Task details: Print out the data below with every line intact.

Supplied material:
= Beginning of Section =

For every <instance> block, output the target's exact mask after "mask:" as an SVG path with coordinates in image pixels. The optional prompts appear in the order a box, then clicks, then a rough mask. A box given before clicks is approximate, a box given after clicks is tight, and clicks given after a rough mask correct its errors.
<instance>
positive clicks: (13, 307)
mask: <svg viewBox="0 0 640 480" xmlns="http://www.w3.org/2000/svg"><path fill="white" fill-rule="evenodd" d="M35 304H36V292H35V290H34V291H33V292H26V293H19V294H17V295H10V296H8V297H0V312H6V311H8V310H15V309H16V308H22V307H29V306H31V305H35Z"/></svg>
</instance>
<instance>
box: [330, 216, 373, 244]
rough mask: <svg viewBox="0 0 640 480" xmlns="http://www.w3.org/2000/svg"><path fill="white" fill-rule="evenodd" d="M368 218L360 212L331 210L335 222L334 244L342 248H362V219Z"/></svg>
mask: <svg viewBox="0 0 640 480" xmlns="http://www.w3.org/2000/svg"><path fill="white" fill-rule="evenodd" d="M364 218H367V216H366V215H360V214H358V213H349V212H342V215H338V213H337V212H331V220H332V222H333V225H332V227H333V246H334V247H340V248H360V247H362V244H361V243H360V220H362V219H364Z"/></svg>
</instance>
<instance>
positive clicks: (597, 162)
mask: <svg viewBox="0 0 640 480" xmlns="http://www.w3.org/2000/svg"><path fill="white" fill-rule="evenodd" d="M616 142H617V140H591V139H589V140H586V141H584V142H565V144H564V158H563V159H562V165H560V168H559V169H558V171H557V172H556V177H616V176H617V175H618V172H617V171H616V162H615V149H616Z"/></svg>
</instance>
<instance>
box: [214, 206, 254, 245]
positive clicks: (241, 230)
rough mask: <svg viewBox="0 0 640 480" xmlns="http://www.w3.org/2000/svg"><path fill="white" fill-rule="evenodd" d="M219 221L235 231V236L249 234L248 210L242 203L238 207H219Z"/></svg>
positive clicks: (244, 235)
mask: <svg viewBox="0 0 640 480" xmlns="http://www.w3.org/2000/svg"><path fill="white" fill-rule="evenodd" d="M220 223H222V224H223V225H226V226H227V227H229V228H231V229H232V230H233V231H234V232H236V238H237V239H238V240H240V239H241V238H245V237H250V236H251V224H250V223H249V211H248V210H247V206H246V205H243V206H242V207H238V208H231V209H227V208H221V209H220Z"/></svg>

= End of Section =

Answer to the problem:
For every <instance> block, output the target's exact mask after "mask:" as an SVG path with coordinates in image pixels. The optional prompts appear in the order a box, then clicks, then a rough mask. A box given before clicks is approximate, a box given after clicks is tight, and clicks given after a rough mask correct its errors.
<instance>
positive clicks: (13, 307)
mask: <svg viewBox="0 0 640 480" xmlns="http://www.w3.org/2000/svg"><path fill="white" fill-rule="evenodd" d="M35 304H36V292H35V290H34V291H33V292H26V293H19V294H17V295H10V296H8V297H0V312H6V311H8V310H15V309H16V308H22V307H29V306H31V305H35Z"/></svg>
</instance>
<instance>
box: [330, 216, 373, 244]
rough mask: <svg viewBox="0 0 640 480" xmlns="http://www.w3.org/2000/svg"><path fill="white" fill-rule="evenodd" d="M368 218L360 212L331 210L335 222L334 244L342 248H362V219Z"/></svg>
mask: <svg viewBox="0 0 640 480" xmlns="http://www.w3.org/2000/svg"><path fill="white" fill-rule="evenodd" d="M364 218H367V216H366V215H360V214H358V213H349V212H342V215H338V213H337V212H331V220H332V222H333V225H332V227H333V246H334V247H340V248H360V247H362V244H361V243H360V220H362V219H364Z"/></svg>
</instance>
<instance>
positive clicks: (597, 162)
mask: <svg viewBox="0 0 640 480" xmlns="http://www.w3.org/2000/svg"><path fill="white" fill-rule="evenodd" d="M616 142H617V140H591V139H589V140H586V141H584V142H565V144H564V158H563V159H562V165H560V168H559V169H558V171H557V172H556V177H616V176H617V175H618V172H617V171H616V162H615V149H616Z"/></svg>
</instance>
<instance>
box: [214, 206, 254, 245]
positive clicks: (241, 230)
rough mask: <svg viewBox="0 0 640 480" xmlns="http://www.w3.org/2000/svg"><path fill="white" fill-rule="evenodd" d="M219 221L235 231V236L249 234L248 210L242 203L238 207H219Z"/></svg>
positive clicks: (244, 235)
mask: <svg viewBox="0 0 640 480" xmlns="http://www.w3.org/2000/svg"><path fill="white" fill-rule="evenodd" d="M220 223H222V224H223V225H226V226H227V227H229V228H231V229H232V230H233V231H234V232H236V238H237V239H238V240H240V239H241V238H245V237H250V236H251V224H250V223H249V211H248V210H247V206H246V205H243V206H242V207H238V208H231V209H227V208H221V209H220Z"/></svg>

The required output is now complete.